##### SUPPLIED PASSAGE
# Can you use too many root tabs?



## happi (Dec 18, 2009)

long as they are not floating around in the water and make sure they are burried under the gravel/sand very well. i have had always added more then recomended.


----------



## pandjpudge (Dec 7, 2008)

happi said:


> long as they are not floating around in the water and make sure they are burried under the gravel/sand very well. i have had always added more then recomended.


I do the same with my tank for my crypts


----------



## Sharkfood (May 2, 2010)

If you put a ton of them in, ammonia might leach into the water column. It'd probably take massive overkill though. I once put tabs in a grid every 3" in my 65 gallon tank to grow DHG. That was something like 50 root tabs. I don't remember where I read to do this. It seemed to me then, and still does, like overkill.


----------



## OverStocked (May 26, 2007)
##########
§ TASKS TO COMPLETE
**a.** In the root tab thread, answer these:
(i) According to happi, where should the tabs be placed?
(ii) What plants does pandjpudge grow in the tank?
(iii) What did Sharkfood say might leach into the water column if too many tabs are used?
**b.** Please extend the root tab thread from the point at which it stops.
##### SUPPLIED INFORMATION
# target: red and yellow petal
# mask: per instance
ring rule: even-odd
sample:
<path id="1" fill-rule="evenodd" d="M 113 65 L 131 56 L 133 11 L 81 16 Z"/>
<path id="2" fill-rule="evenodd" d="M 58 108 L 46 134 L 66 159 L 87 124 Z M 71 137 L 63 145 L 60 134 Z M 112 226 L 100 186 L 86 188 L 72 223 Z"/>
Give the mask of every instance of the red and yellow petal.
##########
§ WRITTEN ANSWERS
**a.**
(i) Buried very well under the gravel/sand, not floating around in the water.
(ii) Crypts.
(iii) Ammonia.

**b.**
Sharkfood said:


> If you put a ton of them in, ammonia might leach into the water column. It'd probably take massive overkill though. I once put tabs in a grid every 3" in my 65 gallon tank to grow DHG. That was something like 50 root tabs. I don't remember where I read to do this. It seemed to me then, and still does, like overkill.


As long as they are not right at the surface, this should never happen. 

At any given point, my 75g crypt tank has over 150 capsules in it... And I add them rather frequently.... ya know... cause I can. 

You could potentially spike ammonia, but established plants also uptake ammonia very quick.


----------



## Sharkfood (May 2, 2010)

I never had any problems when I put all those tabs in. Everything was fine. It just seemed like alot of tabs.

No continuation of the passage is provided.